• _EXERCISE INSTRUCTIONS_:
Every entry below needs to be printed again exactly, with its pictures left out.

-- DATA RECORDS follows --

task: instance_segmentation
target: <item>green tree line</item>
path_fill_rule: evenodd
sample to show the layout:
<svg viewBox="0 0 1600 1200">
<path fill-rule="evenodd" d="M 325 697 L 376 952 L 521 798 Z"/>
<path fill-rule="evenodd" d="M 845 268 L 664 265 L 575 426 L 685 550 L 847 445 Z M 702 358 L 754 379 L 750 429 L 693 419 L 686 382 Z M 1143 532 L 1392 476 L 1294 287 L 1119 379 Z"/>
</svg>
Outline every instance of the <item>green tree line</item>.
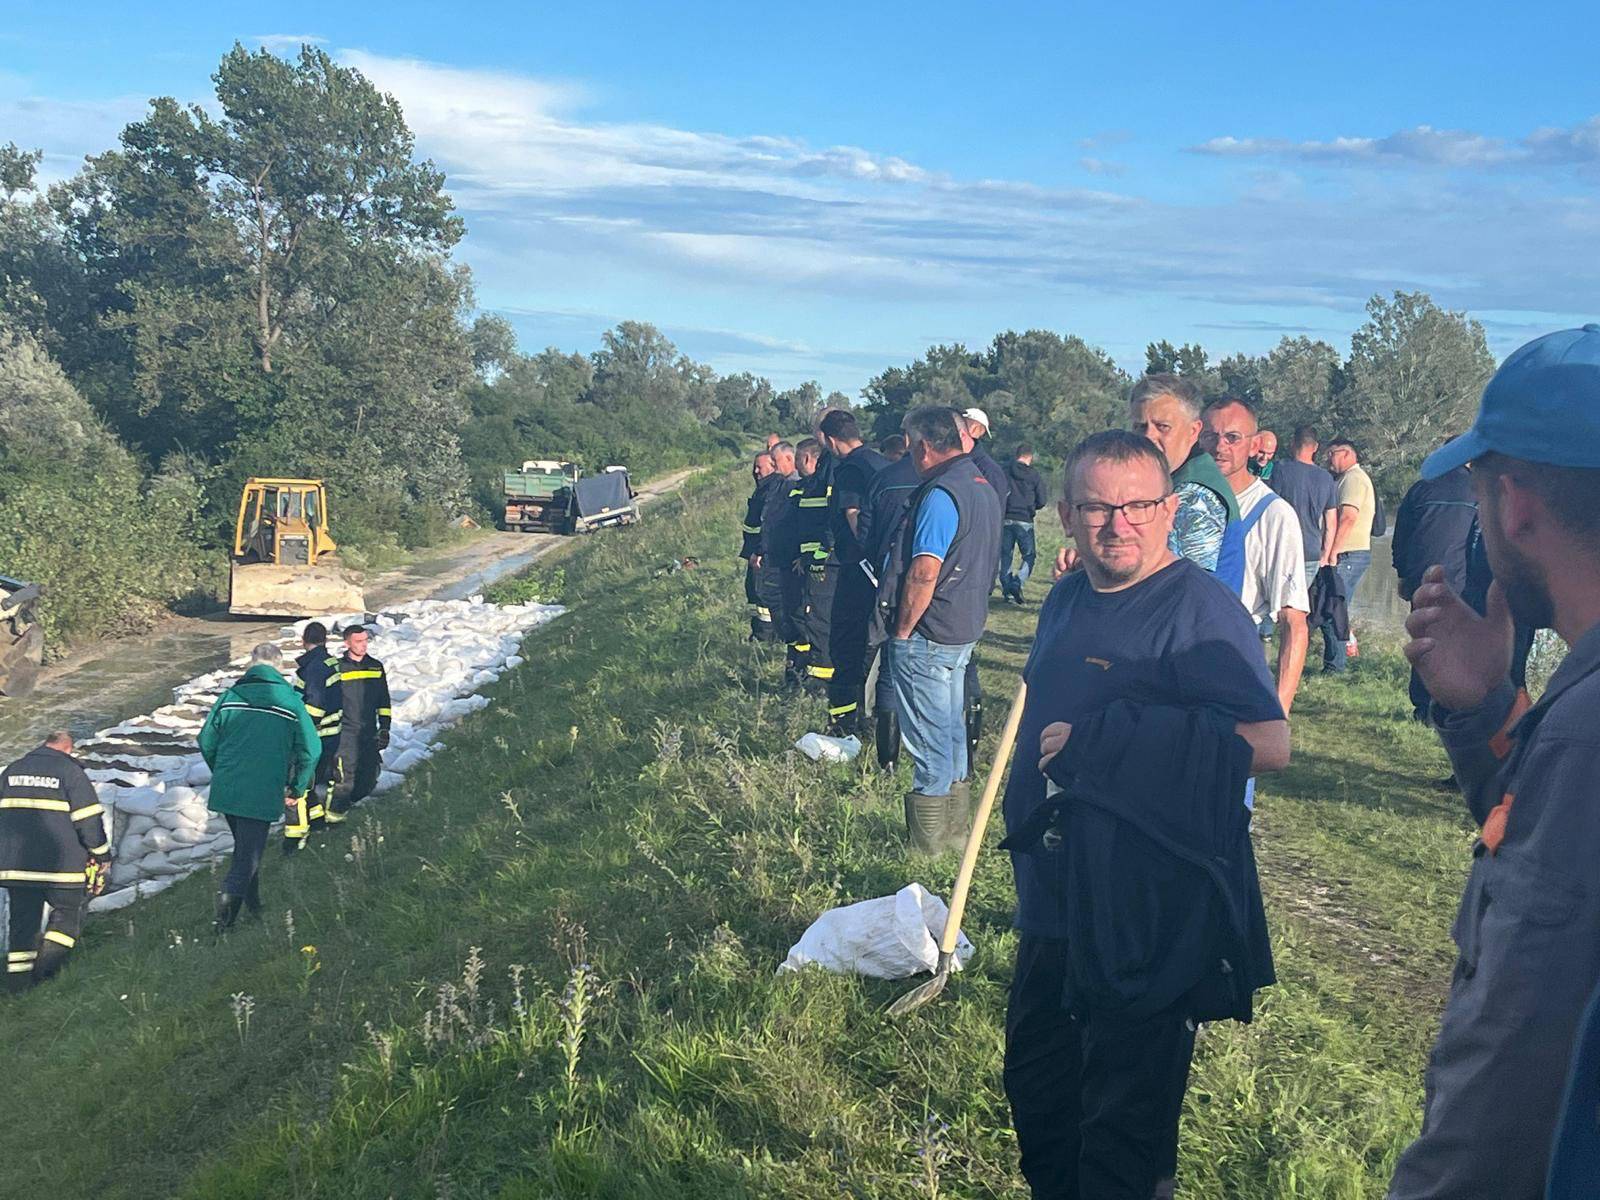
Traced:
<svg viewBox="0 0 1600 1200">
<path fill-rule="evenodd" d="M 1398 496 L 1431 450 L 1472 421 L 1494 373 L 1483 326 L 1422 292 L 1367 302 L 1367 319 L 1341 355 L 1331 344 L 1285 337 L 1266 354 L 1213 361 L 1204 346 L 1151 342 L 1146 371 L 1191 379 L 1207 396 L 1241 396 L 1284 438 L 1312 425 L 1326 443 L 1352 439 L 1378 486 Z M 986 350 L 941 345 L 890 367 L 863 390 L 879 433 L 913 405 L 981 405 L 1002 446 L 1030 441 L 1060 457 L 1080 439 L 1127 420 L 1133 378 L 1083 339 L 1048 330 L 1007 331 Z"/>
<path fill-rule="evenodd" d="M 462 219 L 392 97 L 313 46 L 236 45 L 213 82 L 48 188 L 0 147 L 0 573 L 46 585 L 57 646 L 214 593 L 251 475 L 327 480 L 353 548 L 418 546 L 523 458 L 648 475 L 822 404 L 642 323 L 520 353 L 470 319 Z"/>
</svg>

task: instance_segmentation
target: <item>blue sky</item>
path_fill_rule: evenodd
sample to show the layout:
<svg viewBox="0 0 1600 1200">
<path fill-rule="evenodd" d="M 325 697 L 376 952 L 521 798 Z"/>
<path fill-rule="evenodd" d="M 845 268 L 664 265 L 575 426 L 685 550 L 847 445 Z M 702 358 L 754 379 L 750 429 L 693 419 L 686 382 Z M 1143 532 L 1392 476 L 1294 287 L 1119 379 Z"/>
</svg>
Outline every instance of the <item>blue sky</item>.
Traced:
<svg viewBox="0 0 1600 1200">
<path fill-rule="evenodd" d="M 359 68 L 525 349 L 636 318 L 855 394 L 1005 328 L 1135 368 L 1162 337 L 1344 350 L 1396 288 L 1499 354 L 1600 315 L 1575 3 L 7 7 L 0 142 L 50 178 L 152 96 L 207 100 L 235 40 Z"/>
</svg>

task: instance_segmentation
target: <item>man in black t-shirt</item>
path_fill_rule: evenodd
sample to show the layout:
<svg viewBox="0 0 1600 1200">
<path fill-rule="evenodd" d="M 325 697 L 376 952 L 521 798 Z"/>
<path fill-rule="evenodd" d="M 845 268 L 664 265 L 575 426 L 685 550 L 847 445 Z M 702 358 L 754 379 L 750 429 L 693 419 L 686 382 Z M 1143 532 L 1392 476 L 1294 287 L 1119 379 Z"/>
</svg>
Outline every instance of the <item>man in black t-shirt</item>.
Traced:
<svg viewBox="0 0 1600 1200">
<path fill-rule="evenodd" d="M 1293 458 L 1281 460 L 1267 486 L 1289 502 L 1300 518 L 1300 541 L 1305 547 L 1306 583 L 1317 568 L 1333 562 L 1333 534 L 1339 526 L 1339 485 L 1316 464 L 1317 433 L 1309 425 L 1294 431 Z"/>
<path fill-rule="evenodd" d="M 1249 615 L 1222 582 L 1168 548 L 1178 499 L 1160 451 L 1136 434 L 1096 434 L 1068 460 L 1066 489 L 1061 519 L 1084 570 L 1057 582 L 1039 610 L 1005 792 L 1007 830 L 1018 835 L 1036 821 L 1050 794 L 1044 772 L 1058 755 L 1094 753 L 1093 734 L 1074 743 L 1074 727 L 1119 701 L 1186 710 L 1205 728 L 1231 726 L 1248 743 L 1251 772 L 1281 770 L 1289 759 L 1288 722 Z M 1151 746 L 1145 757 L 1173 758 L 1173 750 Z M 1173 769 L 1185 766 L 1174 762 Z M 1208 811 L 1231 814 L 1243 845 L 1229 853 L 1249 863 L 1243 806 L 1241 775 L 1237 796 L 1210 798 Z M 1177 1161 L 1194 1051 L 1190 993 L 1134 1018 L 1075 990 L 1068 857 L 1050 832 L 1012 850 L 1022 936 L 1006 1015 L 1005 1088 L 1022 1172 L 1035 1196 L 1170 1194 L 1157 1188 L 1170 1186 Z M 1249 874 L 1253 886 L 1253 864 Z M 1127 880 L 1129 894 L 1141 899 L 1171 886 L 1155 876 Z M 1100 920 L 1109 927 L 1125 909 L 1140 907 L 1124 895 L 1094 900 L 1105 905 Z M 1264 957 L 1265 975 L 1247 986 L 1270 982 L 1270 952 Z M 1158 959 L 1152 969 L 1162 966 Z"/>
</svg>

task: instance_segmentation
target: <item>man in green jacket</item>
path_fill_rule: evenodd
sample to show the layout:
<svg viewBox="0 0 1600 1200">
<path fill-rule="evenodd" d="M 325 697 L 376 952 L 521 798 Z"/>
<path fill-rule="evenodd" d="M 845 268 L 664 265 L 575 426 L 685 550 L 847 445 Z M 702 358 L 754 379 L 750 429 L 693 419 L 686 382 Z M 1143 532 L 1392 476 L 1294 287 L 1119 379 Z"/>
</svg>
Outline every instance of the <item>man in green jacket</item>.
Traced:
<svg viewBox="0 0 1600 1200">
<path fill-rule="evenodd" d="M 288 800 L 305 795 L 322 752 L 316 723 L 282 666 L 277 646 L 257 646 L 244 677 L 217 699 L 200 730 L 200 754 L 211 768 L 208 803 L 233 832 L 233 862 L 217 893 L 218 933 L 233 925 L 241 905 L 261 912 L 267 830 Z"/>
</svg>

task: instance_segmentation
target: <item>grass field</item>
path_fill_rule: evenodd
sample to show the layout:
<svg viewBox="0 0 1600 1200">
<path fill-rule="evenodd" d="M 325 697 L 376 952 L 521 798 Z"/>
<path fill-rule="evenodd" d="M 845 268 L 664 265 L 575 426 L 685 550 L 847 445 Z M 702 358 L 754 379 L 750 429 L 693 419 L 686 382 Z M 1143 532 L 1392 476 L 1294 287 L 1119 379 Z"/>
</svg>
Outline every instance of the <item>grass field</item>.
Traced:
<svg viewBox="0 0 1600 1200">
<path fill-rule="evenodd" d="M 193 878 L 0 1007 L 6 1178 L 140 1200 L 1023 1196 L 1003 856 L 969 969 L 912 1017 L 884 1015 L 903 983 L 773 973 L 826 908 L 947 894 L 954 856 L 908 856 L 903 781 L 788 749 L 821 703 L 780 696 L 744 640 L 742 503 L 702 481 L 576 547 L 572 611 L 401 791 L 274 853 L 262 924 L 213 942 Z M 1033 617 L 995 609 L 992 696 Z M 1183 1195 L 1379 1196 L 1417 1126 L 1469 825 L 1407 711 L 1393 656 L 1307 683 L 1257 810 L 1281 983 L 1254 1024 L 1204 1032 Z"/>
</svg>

-- DATA RECORDS concluded --

• _RESULT FOR THIS EXERCISE_:
task: instance_segmentation
target: <item>green tree line</item>
path_fill_rule: evenodd
sample to show the layout:
<svg viewBox="0 0 1600 1200">
<path fill-rule="evenodd" d="M 325 697 L 376 952 L 521 798 Z"/>
<path fill-rule="evenodd" d="M 845 268 L 664 265 L 575 426 L 685 550 L 847 445 Z M 702 358 L 754 379 L 750 429 L 693 419 L 686 382 Z M 1143 532 L 1392 476 L 1294 287 L 1119 379 Z"/>
</svg>
Outline every instance of the <item>green tree line</item>.
Traced:
<svg viewBox="0 0 1600 1200">
<path fill-rule="evenodd" d="M 1398 496 L 1431 450 L 1472 421 L 1494 373 L 1483 326 L 1422 292 L 1367 302 L 1367 319 L 1341 355 L 1331 344 L 1285 337 L 1266 354 L 1213 361 L 1204 346 L 1151 342 L 1146 371 L 1191 379 L 1207 396 L 1241 396 L 1284 438 L 1312 425 L 1326 443 L 1352 439 L 1378 486 Z M 986 350 L 941 345 L 890 367 L 863 390 L 879 433 L 913 405 L 981 405 L 1002 446 L 1030 441 L 1060 457 L 1080 439 L 1127 420 L 1133 378 L 1083 339 L 1048 330 L 1007 331 Z"/>
<path fill-rule="evenodd" d="M 462 219 L 392 97 L 313 46 L 236 45 L 213 82 L 48 188 L 0 147 L 0 573 L 46 585 L 57 646 L 214 593 L 251 475 L 327 480 L 353 548 L 418 546 L 523 458 L 648 475 L 822 404 L 642 323 L 520 353 L 470 319 Z"/>
</svg>

task: instance_segmentation
target: <item>blue sky</item>
path_fill_rule: evenodd
sample to show the layout:
<svg viewBox="0 0 1600 1200">
<path fill-rule="evenodd" d="M 325 697 L 376 952 L 521 798 Z"/>
<path fill-rule="evenodd" d="M 845 268 L 664 265 L 575 426 L 685 550 L 847 445 Z M 702 358 L 754 379 L 750 429 L 693 419 L 686 382 Z M 1143 532 L 1392 476 L 1294 287 L 1119 379 Z"/>
</svg>
Outline every instance of the <item>blue sky</item>.
Traced:
<svg viewBox="0 0 1600 1200">
<path fill-rule="evenodd" d="M 359 68 L 525 349 L 636 318 L 855 394 L 1005 328 L 1135 368 L 1162 337 L 1344 350 L 1396 288 L 1499 354 L 1600 315 L 1575 3 L 7 7 L 0 142 L 50 178 L 152 96 L 207 100 L 235 40 Z"/>
</svg>

task: instance_segmentation
target: <item>man in black t-shirt</item>
path_fill_rule: evenodd
sample to show the layout:
<svg viewBox="0 0 1600 1200">
<path fill-rule="evenodd" d="M 325 697 L 376 952 L 521 798 Z"/>
<path fill-rule="evenodd" d="M 845 268 L 664 265 L 575 426 L 685 550 L 847 445 Z M 702 358 L 754 379 L 750 429 L 693 419 L 686 382 Z M 1143 532 L 1392 476 L 1294 287 L 1119 379 Z"/>
</svg>
Outline every instance of the <item>man in black t-shirt</item>.
Traced:
<svg viewBox="0 0 1600 1200">
<path fill-rule="evenodd" d="M 1293 458 L 1281 460 L 1267 486 L 1289 502 L 1300 518 L 1300 541 L 1305 547 L 1306 583 L 1317 568 L 1333 562 L 1333 534 L 1339 526 L 1339 485 L 1316 464 L 1317 433 L 1309 425 L 1294 431 Z"/>
<path fill-rule="evenodd" d="M 1249 615 L 1222 582 L 1168 548 L 1178 499 L 1160 451 L 1136 434 L 1096 434 L 1068 460 L 1066 489 L 1061 519 L 1084 570 L 1057 582 L 1039 610 L 1005 792 L 1007 830 L 1018 835 L 1036 821 L 1050 794 L 1044 772 L 1058 755 L 1094 753 L 1093 734 L 1074 743 L 1074 727 L 1119 701 L 1186 710 L 1205 728 L 1231 726 L 1248 743 L 1251 772 L 1281 770 L 1289 759 L 1288 722 Z M 1151 746 L 1145 757 L 1173 758 L 1173 750 Z M 1173 769 L 1185 766 L 1174 762 Z M 1208 811 L 1231 814 L 1243 845 L 1229 853 L 1249 863 L 1243 806 L 1241 775 L 1237 796 L 1210 798 Z M 1177 1161 L 1194 1051 L 1190 993 L 1134 1018 L 1075 990 L 1068 857 L 1050 832 L 1012 850 L 1022 936 L 1006 1015 L 1005 1088 L 1022 1172 L 1035 1196 L 1170 1194 L 1157 1188 L 1170 1186 Z M 1249 874 L 1253 886 L 1253 864 Z M 1127 880 L 1129 894 L 1141 899 L 1171 886 L 1155 876 Z M 1100 920 L 1109 927 L 1125 909 L 1140 907 L 1124 895 L 1094 900 L 1105 905 Z M 1264 957 L 1265 975 L 1247 986 L 1270 982 L 1270 952 Z M 1158 959 L 1152 969 L 1162 966 Z"/>
</svg>

task: instance_segmentation
target: <item>man in green jacket</item>
path_fill_rule: evenodd
sample to show the layout:
<svg viewBox="0 0 1600 1200">
<path fill-rule="evenodd" d="M 325 697 L 376 952 L 521 798 Z"/>
<path fill-rule="evenodd" d="M 845 268 L 664 265 L 575 426 L 685 550 L 847 445 Z M 702 358 L 754 379 L 750 429 L 693 419 L 686 382 Z M 1143 532 L 1392 476 L 1294 287 L 1119 379 Z"/>
</svg>
Outline every instance of the <item>man in green jacket</item>.
Traced:
<svg viewBox="0 0 1600 1200">
<path fill-rule="evenodd" d="M 288 800 L 305 795 L 322 752 L 316 723 L 282 666 L 277 646 L 257 646 L 244 677 L 217 699 L 200 730 L 200 754 L 211 768 L 208 803 L 233 832 L 233 862 L 217 893 L 218 933 L 233 925 L 241 905 L 261 912 L 267 830 Z"/>
</svg>

task: instance_segmentation
target: <item>grass field</item>
path_fill_rule: evenodd
sample to show the layout:
<svg viewBox="0 0 1600 1200">
<path fill-rule="evenodd" d="M 325 697 L 376 952 L 521 798 Z"/>
<path fill-rule="evenodd" d="M 845 268 L 664 265 L 575 426 L 685 550 L 847 445 Z M 702 358 L 754 379 L 750 429 L 693 419 L 686 382 Z M 1143 532 L 1392 476 L 1294 287 L 1119 379 Z"/>
</svg>
Outline every instance of the <item>grass field</item>.
Traced:
<svg viewBox="0 0 1600 1200">
<path fill-rule="evenodd" d="M 193 878 L 0 1007 L 6 1178 L 140 1200 L 1023 1196 L 1003 856 L 969 969 L 912 1017 L 884 1015 L 903 983 L 773 973 L 826 908 L 947 894 L 954 856 L 908 856 L 903 781 L 788 749 L 821 703 L 780 696 L 744 640 L 742 503 L 702 481 L 576 547 L 572 611 L 401 791 L 274 853 L 262 924 L 213 942 Z M 1033 617 L 995 609 L 992 696 Z M 1183 1195 L 1379 1196 L 1417 1126 L 1469 825 L 1407 711 L 1393 656 L 1307 683 L 1257 810 L 1281 983 L 1254 1024 L 1204 1032 Z"/>
</svg>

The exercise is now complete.